Reproduisez mot pour mot le passage du texte sur la Murder Party de la Conciergerie, de « Deux questions taraudent » à « Bien triomphe. Fin. ».

## Extrait
------
C’est ainsi que le Centre des Monuments Nationaux se gargarise de proposer, cette année encore, une Murder Party à la Conciergerie de Paris (ill. 1). Qu’est-ce qu’une Murder Party (ou «Fête du Meurtre») ? C’est un jeu de rôle qui consiste à mener une enquête policière pour résoudre un meurtre. « Pendant 90 minutes, les participants se glisseront dans la peau de brillantes recrues de la Police judiciaire pour résoudre le mystère suite à la découverte d’un corps dans l’une des anciennes cellules de la Révolution ».
Deux questions taraudent les lecteurs de cet alléchant programme : primo, les nuls peuvent-ils intégrer ces «brillantes recrues» ? Oui. Qu’ils se rassurent, quelques indices sont soufflés aux esprits les plus laborieux. Secundo, pourquoi se glisser dans la peau de policiers du XXIe siècle plutôt que dans le costume - moins anachronique et sans doute plus aéré - d’un sans-culotte [1] ? Parce que la télévision est une référence plus séduisante que l’Histoire. Vous aurez ainsi le sentiment d’être l’acteur de l’une de ces innombrables séries diffusées sur la plupart des chaînes, Les Experts, R.I.S. police scientifique, Section de recherches, Cold case... Elles suivent toutes la même trame, relativement simple : un meurtre a eu lieu. Un coupable un peu trop idéal passe et repasse devant l’écran. Mais oh surprise, le méchant se révèle être un autre. Il est arrêté. Le Bien triomphe. Fin.
------
Données de segmentation par régions:

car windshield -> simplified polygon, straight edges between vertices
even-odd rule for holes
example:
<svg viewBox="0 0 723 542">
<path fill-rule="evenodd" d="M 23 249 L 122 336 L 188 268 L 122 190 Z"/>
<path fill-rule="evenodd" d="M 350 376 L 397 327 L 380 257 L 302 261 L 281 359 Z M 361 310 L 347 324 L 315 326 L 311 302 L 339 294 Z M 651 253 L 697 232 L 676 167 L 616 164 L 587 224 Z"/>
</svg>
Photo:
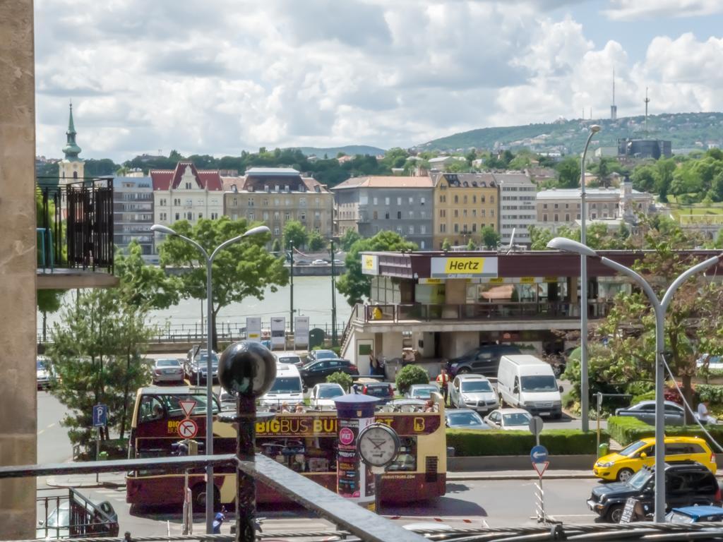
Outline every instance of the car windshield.
<svg viewBox="0 0 723 542">
<path fill-rule="evenodd" d="M 482 418 L 474 412 L 448 412 L 447 420 L 450 426 L 482 426 Z"/>
<path fill-rule="evenodd" d="M 476 392 L 491 392 L 492 387 L 489 382 L 486 380 L 473 380 L 470 382 L 462 382 L 462 391 L 466 393 L 474 393 Z"/>
<path fill-rule="evenodd" d="M 301 393 L 301 381 L 294 377 L 277 377 L 269 393 Z"/>
<path fill-rule="evenodd" d="M 636 491 L 640 491 L 643 489 L 643 486 L 648 483 L 648 481 L 653 477 L 653 473 L 651 470 L 648 469 L 641 469 L 637 473 L 633 474 L 628 478 L 628 481 L 625 482 L 628 486 L 632 487 Z"/>
<path fill-rule="evenodd" d="M 505 426 L 525 426 L 530 423 L 530 415 L 523 412 L 515 412 L 512 414 L 502 414 Z"/>
<path fill-rule="evenodd" d="M 343 395 L 344 390 L 338 386 L 325 386 L 319 389 L 319 394 L 317 397 L 319 399 L 332 399 L 339 395 Z"/>
<path fill-rule="evenodd" d="M 638 440 L 636 442 L 633 442 L 631 444 L 628 444 L 625 448 L 620 450 L 620 455 L 626 455 L 628 457 L 632 456 L 636 452 L 642 448 L 646 445 L 646 443 L 642 440 Z"/>
<path fill-rule="evenodd" d="M 521 380 L 523 392 L 554 392 L 557 389 L 557 382 L 551 374 L 523 377 Z"/>
</svg>

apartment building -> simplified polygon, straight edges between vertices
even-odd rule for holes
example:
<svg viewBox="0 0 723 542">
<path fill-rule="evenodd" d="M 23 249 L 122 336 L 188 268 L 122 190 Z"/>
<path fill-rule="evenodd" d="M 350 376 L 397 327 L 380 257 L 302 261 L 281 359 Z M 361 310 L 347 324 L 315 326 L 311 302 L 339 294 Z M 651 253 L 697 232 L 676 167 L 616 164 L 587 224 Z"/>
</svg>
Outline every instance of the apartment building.
<svg viewBox="0 0 723 542">
<path fill-rule="evenodd" d="M 486 225 L 499 231 L 499 189 L 492 173 L 433 173 L 434 249 L 445 240 L 453 246 L 471 239 L 482 243 Z"/>
<path fill-rule="evenodd" d="M 434 188 L 429 177 L 352 177 L 332 191 L 340 236 L 350 229 L 362 237 L 395 231 L 420 250 L 432 249 Z"/>
<path fill-rule="evenodd" d="M 515 232 L 515 244 L 529 245 L 528 227 L 537 220 L 537 187 L 523 173 L 493 173 L 500 186 L 500 242 L 508 244 Z"/>
<path fill-rule="evenodd" d="M 334 234 L 333 194 L 293 168 L 250 168 L 242 177 L 225 178 L 223 186 L 223 213 L 233 220 L 264 223 L 272 239 L 282 239 L 289 220 L 325 238 Z"/>
</svg>

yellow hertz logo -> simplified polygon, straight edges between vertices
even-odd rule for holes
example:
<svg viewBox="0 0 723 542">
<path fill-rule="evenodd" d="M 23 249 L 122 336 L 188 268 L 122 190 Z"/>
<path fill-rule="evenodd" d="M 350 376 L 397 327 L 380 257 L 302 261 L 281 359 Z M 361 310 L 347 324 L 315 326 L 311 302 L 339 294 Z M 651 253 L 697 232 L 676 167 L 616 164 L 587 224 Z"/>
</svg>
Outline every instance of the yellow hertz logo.
<svg viewBox="0 0 723 542">
<path fill-rule="evenodd" d="M 448 275 L 481 273 L 484 267 L 484 258 L 448 258 L 445 272 Z"/>
</svg>

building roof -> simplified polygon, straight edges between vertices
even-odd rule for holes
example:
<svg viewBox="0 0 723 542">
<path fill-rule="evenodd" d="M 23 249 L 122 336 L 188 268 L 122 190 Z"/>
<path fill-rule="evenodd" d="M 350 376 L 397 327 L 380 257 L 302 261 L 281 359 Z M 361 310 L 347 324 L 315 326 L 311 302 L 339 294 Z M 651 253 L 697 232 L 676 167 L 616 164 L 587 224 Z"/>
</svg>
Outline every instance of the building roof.
<svg viewBox="0 0 723 542">
<path fill-rule="evenodd" d="M 351 188 L 432 188 L 429 177 L 401 177 L 398 176 L 372 176 L 352 177 L 336 185 L 332 190 Z"/>
<path fill-rule="evenodd" d="M 154 169 L 150 171 L 150 178 L 153 180 L 153 190 L 176 189 L 181 184 L 186 168 L 190 168 L 199 187 L 207 190 L 223 190 L 221 177 L 218 170 L 196 169 L 192 162 L 181 160 L 176 164 L 176 169 Z"/>
</svg>

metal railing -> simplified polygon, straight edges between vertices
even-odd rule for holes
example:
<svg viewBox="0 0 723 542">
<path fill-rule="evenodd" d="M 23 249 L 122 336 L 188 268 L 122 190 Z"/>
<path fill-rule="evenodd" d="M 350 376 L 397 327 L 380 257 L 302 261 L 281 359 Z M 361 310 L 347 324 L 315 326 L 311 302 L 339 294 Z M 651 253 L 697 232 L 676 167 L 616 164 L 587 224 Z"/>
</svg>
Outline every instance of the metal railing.
<svg viewBox="0 0 723 542">
<path fill-rule="evenodd" d="M 113 179 L 38 177 L 38 267 L 113 272 Z"/>
</svg>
------
## Tâche accomplie
Deux questions taraudent les lecteurs de cet alléchant programme : primo, les nuls peuvent-ils intégrer ces «brillantes recrues» ? Oui. Qu’ils se rassurent, quelques indices sont soufflés aux esprits les plus laborieux. Secundo, pourquoi se glisser dans la peau de policiers du XXIe siècle plutôt que dans le costume - moins anachronique et sans doute plus aéré - d’un sans-culotte [1] ? Parce que la télévision est une référence plus séduisante que l’Histoire. Vous aurez ainsi le sentiment d’être l’acteur de l’une de ces innombrables séries diffusées sur la plupart des chaînes, Les Experts, R.I.S. police scientifique, Section de recherches, Cold case... Elles suivent toutes la même trame, relativement simple : un meurtre a eu lieu. Un coupable un peu trop idéal passe et repasse devant l’écran. Mais oh surprise, le méchant se révèle être un autre. Il est arrêté. Le Bien triomphe. Fin.